- Records for the task:
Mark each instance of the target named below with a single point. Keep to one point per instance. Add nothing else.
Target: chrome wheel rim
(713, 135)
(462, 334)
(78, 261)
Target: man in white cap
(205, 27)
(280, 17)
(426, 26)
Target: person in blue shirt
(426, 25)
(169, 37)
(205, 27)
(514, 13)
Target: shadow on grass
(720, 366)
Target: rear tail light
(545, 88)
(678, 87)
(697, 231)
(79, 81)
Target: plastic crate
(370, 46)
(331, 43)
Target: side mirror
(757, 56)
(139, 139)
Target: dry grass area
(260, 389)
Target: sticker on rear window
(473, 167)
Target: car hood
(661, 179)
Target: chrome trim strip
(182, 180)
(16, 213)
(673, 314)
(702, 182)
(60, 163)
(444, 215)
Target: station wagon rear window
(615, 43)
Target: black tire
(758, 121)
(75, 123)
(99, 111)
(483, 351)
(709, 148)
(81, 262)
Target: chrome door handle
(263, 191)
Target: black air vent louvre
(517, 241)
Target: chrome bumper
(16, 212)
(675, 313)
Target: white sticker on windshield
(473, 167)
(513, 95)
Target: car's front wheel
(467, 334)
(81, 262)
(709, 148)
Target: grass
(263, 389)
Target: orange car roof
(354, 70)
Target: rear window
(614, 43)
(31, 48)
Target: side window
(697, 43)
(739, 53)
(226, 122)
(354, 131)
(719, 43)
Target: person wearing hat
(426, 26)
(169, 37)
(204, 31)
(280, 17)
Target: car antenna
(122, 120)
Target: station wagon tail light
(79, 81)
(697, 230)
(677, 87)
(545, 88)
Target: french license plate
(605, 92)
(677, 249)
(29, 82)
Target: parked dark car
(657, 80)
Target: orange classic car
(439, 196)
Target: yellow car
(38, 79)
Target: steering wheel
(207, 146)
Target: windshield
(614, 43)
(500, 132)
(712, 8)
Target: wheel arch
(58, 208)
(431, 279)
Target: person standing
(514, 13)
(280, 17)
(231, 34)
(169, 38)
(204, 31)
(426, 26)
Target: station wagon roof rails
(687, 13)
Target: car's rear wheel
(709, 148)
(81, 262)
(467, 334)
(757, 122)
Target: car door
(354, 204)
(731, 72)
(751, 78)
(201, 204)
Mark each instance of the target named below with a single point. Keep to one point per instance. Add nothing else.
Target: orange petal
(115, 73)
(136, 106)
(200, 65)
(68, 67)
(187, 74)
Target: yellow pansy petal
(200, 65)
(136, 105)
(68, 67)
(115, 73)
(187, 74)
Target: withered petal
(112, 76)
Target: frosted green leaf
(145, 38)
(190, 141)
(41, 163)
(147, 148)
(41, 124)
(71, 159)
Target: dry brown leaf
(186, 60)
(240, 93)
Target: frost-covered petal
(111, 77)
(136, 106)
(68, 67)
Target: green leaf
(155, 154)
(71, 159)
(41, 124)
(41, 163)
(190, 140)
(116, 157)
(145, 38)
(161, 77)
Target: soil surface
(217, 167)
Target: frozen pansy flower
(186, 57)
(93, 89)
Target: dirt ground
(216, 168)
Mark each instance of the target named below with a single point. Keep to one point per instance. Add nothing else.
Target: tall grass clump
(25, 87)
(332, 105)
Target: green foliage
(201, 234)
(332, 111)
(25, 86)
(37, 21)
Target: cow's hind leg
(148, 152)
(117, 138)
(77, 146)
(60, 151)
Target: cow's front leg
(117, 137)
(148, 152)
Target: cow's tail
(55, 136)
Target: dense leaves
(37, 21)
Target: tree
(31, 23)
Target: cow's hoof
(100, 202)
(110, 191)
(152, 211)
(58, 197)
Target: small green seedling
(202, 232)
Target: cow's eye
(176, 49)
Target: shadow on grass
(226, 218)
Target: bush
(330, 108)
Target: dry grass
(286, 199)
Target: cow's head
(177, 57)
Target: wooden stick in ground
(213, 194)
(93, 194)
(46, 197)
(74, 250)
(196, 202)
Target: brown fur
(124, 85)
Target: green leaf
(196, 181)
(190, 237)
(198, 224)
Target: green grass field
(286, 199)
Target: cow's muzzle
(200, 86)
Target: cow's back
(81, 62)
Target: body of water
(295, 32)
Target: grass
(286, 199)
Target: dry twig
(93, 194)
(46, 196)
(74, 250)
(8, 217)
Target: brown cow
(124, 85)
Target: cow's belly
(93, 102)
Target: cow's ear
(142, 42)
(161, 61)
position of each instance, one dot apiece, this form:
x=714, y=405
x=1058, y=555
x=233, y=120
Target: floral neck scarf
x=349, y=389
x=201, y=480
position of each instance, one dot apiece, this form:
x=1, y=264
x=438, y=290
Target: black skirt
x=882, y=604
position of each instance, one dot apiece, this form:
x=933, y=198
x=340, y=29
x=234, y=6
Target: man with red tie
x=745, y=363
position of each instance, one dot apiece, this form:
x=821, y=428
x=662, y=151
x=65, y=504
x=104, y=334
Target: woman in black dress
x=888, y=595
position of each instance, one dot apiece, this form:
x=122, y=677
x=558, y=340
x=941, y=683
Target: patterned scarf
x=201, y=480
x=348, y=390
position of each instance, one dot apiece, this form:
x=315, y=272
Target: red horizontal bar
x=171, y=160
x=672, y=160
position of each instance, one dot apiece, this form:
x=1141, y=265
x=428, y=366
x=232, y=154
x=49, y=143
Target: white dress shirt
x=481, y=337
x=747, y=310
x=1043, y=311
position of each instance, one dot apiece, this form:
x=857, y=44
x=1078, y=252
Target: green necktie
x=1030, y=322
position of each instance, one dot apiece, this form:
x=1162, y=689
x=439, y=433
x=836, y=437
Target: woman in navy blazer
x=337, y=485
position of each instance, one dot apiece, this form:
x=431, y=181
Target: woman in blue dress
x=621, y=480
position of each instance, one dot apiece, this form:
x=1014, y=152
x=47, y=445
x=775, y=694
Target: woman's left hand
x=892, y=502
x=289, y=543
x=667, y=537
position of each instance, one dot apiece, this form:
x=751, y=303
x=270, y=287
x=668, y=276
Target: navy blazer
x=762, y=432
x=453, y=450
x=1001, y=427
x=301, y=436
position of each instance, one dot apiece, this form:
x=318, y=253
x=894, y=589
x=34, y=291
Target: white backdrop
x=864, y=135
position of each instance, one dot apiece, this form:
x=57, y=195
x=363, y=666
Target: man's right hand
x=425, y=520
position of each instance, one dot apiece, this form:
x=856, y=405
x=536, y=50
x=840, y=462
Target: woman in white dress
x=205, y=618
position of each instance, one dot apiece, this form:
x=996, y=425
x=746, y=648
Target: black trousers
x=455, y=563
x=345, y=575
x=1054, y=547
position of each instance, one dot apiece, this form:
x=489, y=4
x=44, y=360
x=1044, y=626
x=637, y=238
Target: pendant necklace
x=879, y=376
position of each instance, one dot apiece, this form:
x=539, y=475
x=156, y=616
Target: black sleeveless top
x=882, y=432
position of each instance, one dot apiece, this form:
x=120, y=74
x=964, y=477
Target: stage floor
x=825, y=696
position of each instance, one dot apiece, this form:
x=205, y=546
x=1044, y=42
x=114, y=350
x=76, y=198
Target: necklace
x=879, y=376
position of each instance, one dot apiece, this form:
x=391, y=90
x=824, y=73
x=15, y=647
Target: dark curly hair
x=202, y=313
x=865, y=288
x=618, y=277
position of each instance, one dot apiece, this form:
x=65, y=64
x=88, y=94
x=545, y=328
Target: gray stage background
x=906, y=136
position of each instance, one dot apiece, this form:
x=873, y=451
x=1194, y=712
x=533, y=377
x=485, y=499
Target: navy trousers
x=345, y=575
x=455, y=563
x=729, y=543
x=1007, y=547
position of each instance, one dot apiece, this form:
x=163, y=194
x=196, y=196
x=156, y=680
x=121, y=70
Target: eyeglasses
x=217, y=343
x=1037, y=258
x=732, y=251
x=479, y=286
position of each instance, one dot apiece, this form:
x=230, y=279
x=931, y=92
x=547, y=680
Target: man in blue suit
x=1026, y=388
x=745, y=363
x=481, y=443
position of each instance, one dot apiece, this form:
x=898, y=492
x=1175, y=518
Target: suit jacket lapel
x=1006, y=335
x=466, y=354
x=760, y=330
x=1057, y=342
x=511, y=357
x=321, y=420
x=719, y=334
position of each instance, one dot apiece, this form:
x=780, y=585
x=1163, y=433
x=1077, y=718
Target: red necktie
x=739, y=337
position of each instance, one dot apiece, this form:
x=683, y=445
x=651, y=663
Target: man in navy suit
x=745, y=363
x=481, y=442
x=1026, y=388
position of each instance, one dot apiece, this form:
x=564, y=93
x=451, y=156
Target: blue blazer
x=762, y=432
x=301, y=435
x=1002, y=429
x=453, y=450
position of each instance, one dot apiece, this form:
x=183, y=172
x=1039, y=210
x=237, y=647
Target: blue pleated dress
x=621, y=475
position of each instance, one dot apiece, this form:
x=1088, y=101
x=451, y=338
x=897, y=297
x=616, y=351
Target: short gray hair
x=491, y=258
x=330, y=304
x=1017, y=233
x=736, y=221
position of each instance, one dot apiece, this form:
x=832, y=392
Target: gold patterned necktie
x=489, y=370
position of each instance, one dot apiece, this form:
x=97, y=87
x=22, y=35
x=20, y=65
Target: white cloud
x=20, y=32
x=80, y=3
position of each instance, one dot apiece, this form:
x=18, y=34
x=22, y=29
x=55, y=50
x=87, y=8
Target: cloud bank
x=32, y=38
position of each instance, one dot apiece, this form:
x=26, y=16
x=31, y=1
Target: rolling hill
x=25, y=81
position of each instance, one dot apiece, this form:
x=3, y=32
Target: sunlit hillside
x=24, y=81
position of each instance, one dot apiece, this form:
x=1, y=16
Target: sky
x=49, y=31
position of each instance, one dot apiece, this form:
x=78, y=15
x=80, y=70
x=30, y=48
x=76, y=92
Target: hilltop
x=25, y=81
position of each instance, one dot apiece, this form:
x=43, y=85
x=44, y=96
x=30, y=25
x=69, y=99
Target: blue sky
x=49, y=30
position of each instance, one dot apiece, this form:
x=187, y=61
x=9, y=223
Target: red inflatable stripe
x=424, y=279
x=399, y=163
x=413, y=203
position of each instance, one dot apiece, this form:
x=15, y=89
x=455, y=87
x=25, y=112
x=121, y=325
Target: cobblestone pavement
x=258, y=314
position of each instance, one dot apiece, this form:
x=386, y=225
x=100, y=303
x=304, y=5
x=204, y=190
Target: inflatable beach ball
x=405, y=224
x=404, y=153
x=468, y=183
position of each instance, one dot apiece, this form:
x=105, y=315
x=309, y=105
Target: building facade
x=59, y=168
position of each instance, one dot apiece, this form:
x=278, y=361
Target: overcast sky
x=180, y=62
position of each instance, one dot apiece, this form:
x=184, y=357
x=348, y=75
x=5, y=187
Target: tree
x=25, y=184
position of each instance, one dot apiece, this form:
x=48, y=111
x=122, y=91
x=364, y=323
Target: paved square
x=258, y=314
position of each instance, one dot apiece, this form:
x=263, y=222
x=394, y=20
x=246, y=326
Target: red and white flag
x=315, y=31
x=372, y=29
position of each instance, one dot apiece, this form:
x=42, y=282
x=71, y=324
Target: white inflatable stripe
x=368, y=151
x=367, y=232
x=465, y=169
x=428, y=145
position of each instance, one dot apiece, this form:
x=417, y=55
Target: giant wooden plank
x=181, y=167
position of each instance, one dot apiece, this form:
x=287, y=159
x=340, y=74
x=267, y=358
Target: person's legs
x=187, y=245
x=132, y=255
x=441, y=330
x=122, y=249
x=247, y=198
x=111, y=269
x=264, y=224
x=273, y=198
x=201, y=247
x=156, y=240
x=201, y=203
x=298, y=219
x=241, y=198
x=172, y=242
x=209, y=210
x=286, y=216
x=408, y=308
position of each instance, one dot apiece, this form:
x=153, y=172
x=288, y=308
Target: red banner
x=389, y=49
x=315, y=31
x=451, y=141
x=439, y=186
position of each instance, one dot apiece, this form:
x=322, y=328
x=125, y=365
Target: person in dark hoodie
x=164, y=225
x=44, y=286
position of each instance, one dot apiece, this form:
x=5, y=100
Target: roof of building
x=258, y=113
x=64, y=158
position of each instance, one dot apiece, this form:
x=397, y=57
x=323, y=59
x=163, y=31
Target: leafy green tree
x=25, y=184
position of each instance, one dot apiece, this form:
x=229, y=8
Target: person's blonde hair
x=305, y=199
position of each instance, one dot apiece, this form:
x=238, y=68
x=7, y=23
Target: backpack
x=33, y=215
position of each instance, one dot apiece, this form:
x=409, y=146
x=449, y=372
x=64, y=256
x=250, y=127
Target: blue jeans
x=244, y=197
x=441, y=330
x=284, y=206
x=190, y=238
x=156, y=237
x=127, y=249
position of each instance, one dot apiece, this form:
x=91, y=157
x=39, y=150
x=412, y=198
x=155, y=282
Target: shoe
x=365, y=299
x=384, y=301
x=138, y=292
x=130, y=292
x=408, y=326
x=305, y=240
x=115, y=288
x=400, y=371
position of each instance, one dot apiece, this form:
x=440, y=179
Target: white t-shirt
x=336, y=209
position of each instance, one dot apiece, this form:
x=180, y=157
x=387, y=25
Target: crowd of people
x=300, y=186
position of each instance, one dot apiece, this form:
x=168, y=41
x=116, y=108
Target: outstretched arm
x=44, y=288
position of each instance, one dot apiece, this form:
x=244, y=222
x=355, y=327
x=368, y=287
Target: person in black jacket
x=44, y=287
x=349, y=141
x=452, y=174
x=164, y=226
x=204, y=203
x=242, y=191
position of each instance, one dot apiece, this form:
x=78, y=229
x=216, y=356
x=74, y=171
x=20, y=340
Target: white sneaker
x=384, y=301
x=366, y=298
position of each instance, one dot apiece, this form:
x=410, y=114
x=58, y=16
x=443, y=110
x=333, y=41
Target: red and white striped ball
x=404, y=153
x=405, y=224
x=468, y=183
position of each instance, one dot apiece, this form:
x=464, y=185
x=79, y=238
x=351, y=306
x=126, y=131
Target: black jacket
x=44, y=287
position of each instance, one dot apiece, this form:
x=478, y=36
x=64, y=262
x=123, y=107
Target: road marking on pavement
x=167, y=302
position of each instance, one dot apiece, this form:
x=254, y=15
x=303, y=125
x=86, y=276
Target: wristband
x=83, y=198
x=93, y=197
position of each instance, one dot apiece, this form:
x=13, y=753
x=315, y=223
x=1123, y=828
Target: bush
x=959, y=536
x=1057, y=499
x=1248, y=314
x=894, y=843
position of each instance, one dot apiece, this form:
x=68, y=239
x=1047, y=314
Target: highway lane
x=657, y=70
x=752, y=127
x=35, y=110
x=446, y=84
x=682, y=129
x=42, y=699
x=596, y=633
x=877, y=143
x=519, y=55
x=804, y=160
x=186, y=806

- Task: Gather every line in the listing above that contains the word "ball" and copy each one in full.

- Task response:
Target: inflatable beach ball
Target: red and white striped ball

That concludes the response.